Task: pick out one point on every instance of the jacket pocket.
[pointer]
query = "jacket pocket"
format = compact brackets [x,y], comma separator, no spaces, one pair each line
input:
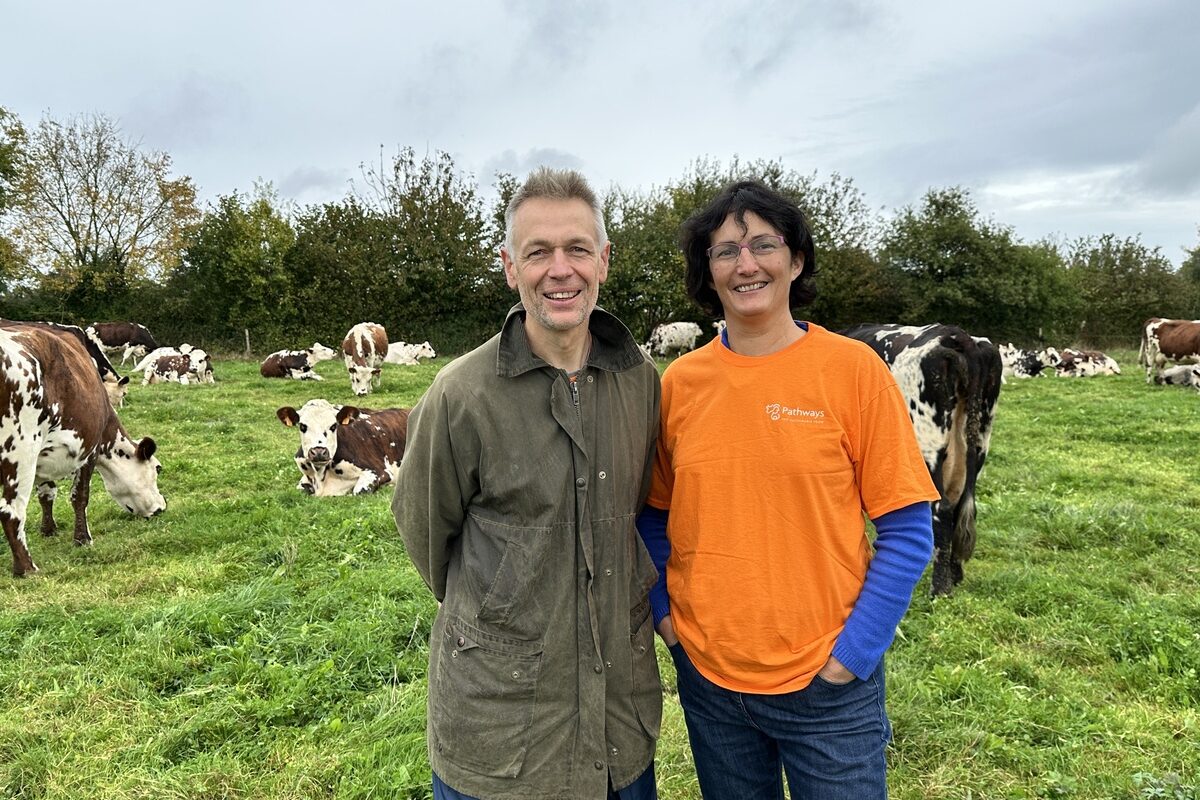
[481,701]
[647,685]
*****
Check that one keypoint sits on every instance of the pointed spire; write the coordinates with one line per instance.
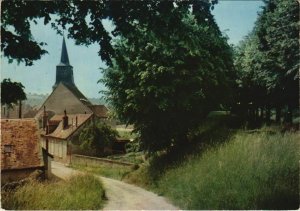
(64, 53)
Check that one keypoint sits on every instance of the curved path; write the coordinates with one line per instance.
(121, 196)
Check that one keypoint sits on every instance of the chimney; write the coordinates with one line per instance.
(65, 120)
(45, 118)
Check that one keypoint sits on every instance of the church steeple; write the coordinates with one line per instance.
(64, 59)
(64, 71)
*****
### PROBLEM DESCRIPTION
Pull out each line above that contains the word "jacket", and copy those lines unchanged.

### ANSWER
Task: pick out one point on every instance of the jacket pocket.
query = "jacket pocket"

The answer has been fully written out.